Text provided =
______
That storm is oddly little-remembered in the United States, perhaps because it happened at the western periphery, and perhaps because it coincided with the start of the Civil War thousands of miles to the east. That storm flooded the entire Central Valley, destroyed a quarter of the state’s economy, and forced California into bankruptcy. California’s capital, Sacramento, was flooded for three months. Paleoclimatologist Lynn B. Ingram noted that a storm late in 1861 featured 10-15 feet (3-4.5 meters) of mountain snow followed by intense, warm rain. The result: 

As floodwater gathered in the valley, it formed a vast, muddy, wind-roiled lake, its size “rivaling that of Lake Superior,” covering the entire Central Valley floor, from the southern slopes of the Cascade Mountains near the Oregon border to the Tehachapis, south of Bakersfield, with depths in some places exceeding 15 feet.
______
Provided records =
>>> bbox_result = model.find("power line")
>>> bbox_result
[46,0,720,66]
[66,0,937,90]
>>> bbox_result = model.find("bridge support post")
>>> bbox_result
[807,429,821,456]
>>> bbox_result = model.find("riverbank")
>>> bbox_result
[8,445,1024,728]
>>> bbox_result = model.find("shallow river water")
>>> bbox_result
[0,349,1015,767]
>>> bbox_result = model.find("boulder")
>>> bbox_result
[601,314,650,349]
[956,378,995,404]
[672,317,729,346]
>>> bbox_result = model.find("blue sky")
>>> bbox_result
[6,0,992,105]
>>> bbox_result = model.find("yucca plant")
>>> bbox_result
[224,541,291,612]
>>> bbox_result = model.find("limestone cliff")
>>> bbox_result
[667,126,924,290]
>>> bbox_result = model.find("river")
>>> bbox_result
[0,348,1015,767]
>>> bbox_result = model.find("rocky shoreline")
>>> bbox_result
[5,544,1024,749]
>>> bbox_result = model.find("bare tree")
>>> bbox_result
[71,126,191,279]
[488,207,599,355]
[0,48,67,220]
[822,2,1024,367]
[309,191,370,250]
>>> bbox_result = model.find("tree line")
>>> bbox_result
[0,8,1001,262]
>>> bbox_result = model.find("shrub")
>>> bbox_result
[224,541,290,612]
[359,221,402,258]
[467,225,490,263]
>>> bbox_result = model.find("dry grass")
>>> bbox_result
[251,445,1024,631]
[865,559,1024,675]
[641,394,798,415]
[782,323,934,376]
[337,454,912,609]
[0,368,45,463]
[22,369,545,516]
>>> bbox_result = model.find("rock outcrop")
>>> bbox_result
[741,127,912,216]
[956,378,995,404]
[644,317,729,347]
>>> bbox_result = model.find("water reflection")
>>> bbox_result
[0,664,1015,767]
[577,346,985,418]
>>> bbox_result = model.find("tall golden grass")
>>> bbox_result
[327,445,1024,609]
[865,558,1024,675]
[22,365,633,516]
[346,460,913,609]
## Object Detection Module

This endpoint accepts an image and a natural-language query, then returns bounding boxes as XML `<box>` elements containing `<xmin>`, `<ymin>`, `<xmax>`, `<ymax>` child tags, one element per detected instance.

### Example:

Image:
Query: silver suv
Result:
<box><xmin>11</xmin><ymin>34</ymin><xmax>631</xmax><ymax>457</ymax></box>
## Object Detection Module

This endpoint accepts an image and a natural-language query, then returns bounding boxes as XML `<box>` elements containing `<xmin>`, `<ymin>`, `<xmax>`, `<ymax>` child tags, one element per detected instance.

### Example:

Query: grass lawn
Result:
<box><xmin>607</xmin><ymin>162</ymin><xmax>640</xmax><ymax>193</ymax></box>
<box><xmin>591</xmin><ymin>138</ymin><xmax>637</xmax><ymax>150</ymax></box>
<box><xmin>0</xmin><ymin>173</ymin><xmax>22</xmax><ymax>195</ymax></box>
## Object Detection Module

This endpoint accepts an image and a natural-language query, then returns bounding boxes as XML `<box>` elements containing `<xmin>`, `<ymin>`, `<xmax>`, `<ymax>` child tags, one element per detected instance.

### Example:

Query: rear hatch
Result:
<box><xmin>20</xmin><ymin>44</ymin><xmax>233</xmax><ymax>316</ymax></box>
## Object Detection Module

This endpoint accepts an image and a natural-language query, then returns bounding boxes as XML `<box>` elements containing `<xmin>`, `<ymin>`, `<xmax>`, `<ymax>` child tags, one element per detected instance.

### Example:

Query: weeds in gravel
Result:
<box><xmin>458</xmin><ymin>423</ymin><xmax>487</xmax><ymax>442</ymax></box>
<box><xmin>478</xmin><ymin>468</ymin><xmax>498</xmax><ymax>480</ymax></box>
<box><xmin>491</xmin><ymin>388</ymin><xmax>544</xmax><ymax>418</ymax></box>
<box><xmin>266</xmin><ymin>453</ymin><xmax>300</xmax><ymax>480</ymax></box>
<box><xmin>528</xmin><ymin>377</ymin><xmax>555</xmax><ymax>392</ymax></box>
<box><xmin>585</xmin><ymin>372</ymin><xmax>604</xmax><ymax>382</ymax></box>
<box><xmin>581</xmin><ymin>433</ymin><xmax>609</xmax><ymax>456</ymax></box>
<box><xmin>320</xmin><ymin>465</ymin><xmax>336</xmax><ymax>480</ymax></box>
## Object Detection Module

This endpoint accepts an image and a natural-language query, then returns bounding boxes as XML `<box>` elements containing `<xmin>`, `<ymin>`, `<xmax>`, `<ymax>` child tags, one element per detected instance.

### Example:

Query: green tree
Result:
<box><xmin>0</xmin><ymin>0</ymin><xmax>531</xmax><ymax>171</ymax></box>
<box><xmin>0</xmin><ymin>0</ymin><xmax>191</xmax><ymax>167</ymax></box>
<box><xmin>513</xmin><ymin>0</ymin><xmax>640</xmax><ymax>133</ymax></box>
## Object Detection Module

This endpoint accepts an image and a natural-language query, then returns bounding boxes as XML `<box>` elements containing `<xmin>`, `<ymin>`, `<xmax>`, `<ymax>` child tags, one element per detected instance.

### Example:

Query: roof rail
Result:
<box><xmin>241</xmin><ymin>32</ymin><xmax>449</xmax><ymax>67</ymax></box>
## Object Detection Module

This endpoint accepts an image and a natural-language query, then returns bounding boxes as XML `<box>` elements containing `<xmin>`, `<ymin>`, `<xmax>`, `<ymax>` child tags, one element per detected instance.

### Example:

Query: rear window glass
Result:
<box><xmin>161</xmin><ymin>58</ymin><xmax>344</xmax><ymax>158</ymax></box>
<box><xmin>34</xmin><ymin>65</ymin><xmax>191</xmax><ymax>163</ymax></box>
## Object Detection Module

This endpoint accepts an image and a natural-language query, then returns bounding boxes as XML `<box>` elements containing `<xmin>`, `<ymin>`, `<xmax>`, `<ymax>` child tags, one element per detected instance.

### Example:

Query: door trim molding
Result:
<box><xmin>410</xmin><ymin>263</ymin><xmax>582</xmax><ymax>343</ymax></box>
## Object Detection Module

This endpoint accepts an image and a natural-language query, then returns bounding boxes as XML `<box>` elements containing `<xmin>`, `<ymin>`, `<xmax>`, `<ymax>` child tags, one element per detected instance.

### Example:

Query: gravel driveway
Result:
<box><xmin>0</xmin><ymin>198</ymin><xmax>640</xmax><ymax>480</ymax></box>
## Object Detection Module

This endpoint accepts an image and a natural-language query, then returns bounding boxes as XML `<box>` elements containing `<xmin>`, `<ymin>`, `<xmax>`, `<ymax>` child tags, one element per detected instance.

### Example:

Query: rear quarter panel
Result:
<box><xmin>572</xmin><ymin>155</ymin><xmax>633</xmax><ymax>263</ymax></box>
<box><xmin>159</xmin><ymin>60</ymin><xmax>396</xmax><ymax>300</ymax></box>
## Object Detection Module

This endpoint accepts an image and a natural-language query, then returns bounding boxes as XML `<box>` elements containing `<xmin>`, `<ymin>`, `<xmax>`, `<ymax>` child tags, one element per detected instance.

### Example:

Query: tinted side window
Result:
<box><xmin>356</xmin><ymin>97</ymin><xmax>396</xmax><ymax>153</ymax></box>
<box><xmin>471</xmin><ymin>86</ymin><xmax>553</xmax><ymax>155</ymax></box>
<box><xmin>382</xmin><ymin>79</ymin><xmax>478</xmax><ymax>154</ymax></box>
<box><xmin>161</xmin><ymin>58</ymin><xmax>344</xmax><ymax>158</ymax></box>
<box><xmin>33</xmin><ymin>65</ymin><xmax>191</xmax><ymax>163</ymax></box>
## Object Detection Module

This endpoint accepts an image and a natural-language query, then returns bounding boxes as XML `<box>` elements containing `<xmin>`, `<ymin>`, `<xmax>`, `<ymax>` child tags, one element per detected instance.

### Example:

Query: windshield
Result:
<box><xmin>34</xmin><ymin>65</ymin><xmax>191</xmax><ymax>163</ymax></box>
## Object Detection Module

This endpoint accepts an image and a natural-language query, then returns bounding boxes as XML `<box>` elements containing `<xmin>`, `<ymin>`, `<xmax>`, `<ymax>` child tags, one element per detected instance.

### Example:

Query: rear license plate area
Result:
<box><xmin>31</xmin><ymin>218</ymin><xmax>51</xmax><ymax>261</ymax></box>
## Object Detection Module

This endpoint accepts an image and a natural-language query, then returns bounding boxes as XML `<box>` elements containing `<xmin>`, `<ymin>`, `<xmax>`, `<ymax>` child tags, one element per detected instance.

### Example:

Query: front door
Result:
______
Problem set =
**1)** Return, line for line, the portion of the records that opens with their first line and closes with the line containing "[5,544,1024,749]", with both of those lines included.
**2)** Please supply the next part of the passage on the 1861 California flood.
The passage on the 1861 California flood and the records are unrelated material.

Answers to each task =
**1)**
>>> bbox_result = model.find("power line")
>>> bbox_result
[46,0,720,66]
[66,0,937,90]
>>> bbox_result = model.find("bridge support post")
>>> bbox_result
[807,429,821,456]
>>> bbox_result = model.find("riverbank")
>>> bbox_result
[8,445,1024,728]
>>> bbox_result = model.find("shallow river water")
>>> bbox_result
[0,349,1015,767]
>>> bbox_result = model.find("boulder")
>>> bbox_result
[601,314,650,349]
[956,378,995,404]
[672,317,729,346]
>>> bbox_result = model.find("blue sky")
>>> bbox_result
[6,0,992,105]
>>> bbox_result = model.find("yucca plant")
>>> bbox_result
[224,541,291,612]
>>> bbox_result = model.find("limestone cliff")
>>> bbox_result
[667,126,924,290]
>>> bbox_result = model.find("river")
>>> bbox_result
[0,348,1015,767]
>>> bbox_result = model.find("rocky shoreline")
>>> bbox_result
[5,544,1024,749]

**2)**
This storm not only altered the physical geography of the state – it also changed the human geography of the Central Valley.  Prior to the storm, much of the land was still owned by Mexican rancheros, landowners whose land titles dated back to the Spanish rule of the area. The rancheros had done well during the Gold Rush, supplying beef to mining towns, but had suffered during droughts starting in 1856. The flood, according to historian Lawrence James Jelinek, forced them off their land and also forced them to sell to white settlers “for pennies on the acre”. 

As settlers displaced rancheros, they also changed how they used the land. The water that destroyed the valley during mega-storms also provided its horticultural life in gentler seasons, which farmers used to convert prairie and marsh into planted fields. The Central Valley’s current agriculture was born of flood, and is maintained today by irrigation and intensive water management.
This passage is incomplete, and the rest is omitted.